__Text segment__
·····
NEW YORK–The CEO of JPMorganChase is providing the thinking behind the bank’s move to give thousands of its employees a raise.
In an op-ed in The New York Times, CEO Jamie Dimon wrote that the bank is concerned that wage stagnation, income inequality, a lack of quality education and insufficient training and skills development “have led approximately two-thirds of Americans to believe that the next generation will be worse off than the last. And it is true that too many people are not getting a fair opportunity to get ahead. We must find ways to help them move up the economic ladder, and everyone — business, government and nonprofits — needs to play a role.”
JPMorgan Chase said it has raised its minimum salary for its American employees to $10.15 an hour, plus “meaningful benefits,” and over the next three years will raise the minimum pay for 18,000 employees to between $12 and $16.50 an hour for full-time, part-time and new employees, depending on geographic and market factors.
·····
__Listed entries__

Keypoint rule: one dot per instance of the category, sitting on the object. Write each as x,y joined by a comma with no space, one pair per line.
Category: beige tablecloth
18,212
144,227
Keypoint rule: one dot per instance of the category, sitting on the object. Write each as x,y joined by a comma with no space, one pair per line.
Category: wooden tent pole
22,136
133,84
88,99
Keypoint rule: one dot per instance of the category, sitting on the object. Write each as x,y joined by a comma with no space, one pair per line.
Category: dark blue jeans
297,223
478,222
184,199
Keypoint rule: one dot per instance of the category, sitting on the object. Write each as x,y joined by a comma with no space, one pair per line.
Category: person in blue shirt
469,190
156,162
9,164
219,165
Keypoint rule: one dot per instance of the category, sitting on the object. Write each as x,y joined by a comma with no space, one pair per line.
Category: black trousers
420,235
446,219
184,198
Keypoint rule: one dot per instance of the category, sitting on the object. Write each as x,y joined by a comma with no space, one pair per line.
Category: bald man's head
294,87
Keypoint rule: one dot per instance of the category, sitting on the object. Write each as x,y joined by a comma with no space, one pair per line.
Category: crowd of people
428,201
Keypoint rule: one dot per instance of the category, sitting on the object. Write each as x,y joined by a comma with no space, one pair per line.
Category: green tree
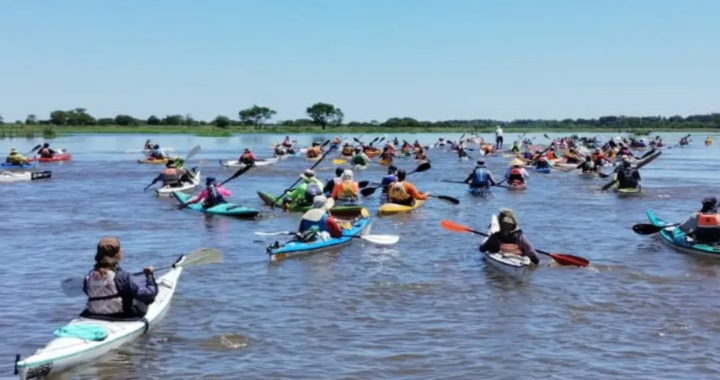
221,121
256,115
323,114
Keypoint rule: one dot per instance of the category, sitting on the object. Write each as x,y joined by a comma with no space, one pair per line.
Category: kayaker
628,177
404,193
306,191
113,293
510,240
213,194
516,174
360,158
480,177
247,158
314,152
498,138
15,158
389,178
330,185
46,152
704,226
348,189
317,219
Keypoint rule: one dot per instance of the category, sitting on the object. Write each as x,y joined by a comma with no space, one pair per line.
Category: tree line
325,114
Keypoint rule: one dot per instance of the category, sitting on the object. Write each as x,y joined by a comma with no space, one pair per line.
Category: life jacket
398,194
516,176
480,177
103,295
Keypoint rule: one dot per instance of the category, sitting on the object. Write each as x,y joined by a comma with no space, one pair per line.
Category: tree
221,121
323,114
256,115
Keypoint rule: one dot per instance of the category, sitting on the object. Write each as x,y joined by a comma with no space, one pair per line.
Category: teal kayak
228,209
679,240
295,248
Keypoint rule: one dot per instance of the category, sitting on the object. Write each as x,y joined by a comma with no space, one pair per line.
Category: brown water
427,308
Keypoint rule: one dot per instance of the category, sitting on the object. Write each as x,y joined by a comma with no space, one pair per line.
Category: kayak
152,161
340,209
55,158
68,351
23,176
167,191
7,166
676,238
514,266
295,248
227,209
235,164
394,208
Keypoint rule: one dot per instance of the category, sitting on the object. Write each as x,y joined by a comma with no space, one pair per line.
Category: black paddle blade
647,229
·····
__Written problem 1__
According to the article on JPMorgan Chase's raises, what hourly minimum salary has the bank set for its American employees?
__Written problem 2__
Write the next few sentences of the article on JPMorgan Chase's raises, picking up after its final sentence.
The data has no connection to the article on JPMorgan Chase's raises.

__Expected output 1__
$10.15 an hour, plus "meaningful benefits."

__Expected output 2__
“A pay increase is the right thing to do,” Dimon wrote in The New York Times op-ed. “Wages for many Americans have gone nowhere for too long. Many employees who will receive this increase work as bank tellers and customer service representatives. Above all, it enables more people to begin to share in the rewards of economic growth.
And it’s good for our company, helping us attract and retain talented people in a competitive environment. While businesses, including ours, are understandably cautious when it comes to expenses, there are good expenses (investments that will pay off in the long-run) and bad expenses (waste and inefficiencies). We have never hesitated to invest aggressively if we thought it would improve our long-term prospects.”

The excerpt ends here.